>> begin EXCERPTED PASSAGE

Why are TV dramas so expensive to make?

I heard a story on NPR this morning about Jay Leno’s much-hyped move to a prime time slot (apparently 10pm still counts as prime time), and the story noted NBC is doing this (1) to try to pull their ratings out of last place and (2) to save money: According to the story, they can make five hours of Leno’s show for the same cost as one hour of drama programming such as CSI.

Why is that? Where does the money go for making drama shows – the writers? The actors? The sets or locations?

I took one of the public tours of the Warner Brothers studio once, and they walked us through the set of The Gilmore Girls. The guide told us that because of the number of takes and the elaborate details of setting up a scene, eight hours of filming would typically produce about six minutes of usable footage.

I imagine that things would take even longer on a show where people speak at normal speed.

Actually episodic TV shows don’t cost all that much compared to feature films. Their typical cost runs from 1 to 3 million dollars an episode. That’s a couple of million bucks for 45 minutes to an hour’s worth of show. Feature films by comparison cost 30 million or more for 2 hours’ worth of show.

For the CSI franchise shows, especially the original, the fees for the cast members and writer-executive producers are enormous. But that’s a function of the shows’ success and their almost guaranteed top ten position in the weekly ratings.

In order to put out an hour long show with the high production values of a Criminal Minds, Mentalist, Fringe, et al, you need to pay a highly skilled union crew for eight days. Long days which often run into overtime. The audience, both US and global, expects a certain look which is only attainable by careful, time consuming lighting and precise camera work. Any time the camera moves it costs in terms of setup time and rearranging what the camera sees. Action sequences like those in Buffy add another layer of cost and difficulty. (My coworkers used to call the show Buffy the Weekend Slayer.)

The audience also expects realistic effects, crowd scenes (requiring extras at a union rate of $120 a day and a non union rate of $60), and the occasional outdoor scene to break up the indoor monotony. Outdoor scenes require trucking the entire production to the location and back, renting the location, and paying everyone for their work and their transit time. The audience also expects good quality hair, makeup, and wardrobe, not to mention special effects.

All that said, it’s possible to do an hour show for much less. Soap operas, for example, shoot an episode in roughly a day. But their production values aren’t nearly as high - they just don’t look that good. Even a night time soap can save a lot of money by always staying inside on the soundstage, and sticking to a limited number of sets.

>> end EXCERPTED PASSAGE
>> begin SUPPLIED MATERIAL

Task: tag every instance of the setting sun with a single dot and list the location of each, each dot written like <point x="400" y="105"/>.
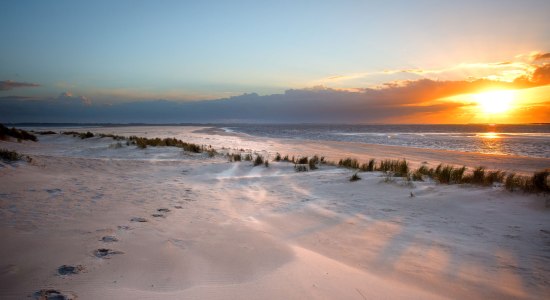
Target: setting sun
<point x="495" y="102"/>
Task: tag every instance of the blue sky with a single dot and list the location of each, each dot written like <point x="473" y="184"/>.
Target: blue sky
<point x="121" y="51"/>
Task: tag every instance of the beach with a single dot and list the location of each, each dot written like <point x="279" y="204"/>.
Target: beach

>> end SUPPLIED MATERIAL

In the discussion of TV drama costs, what daily rate do union extras earn for crowd scenes?

$120 a day.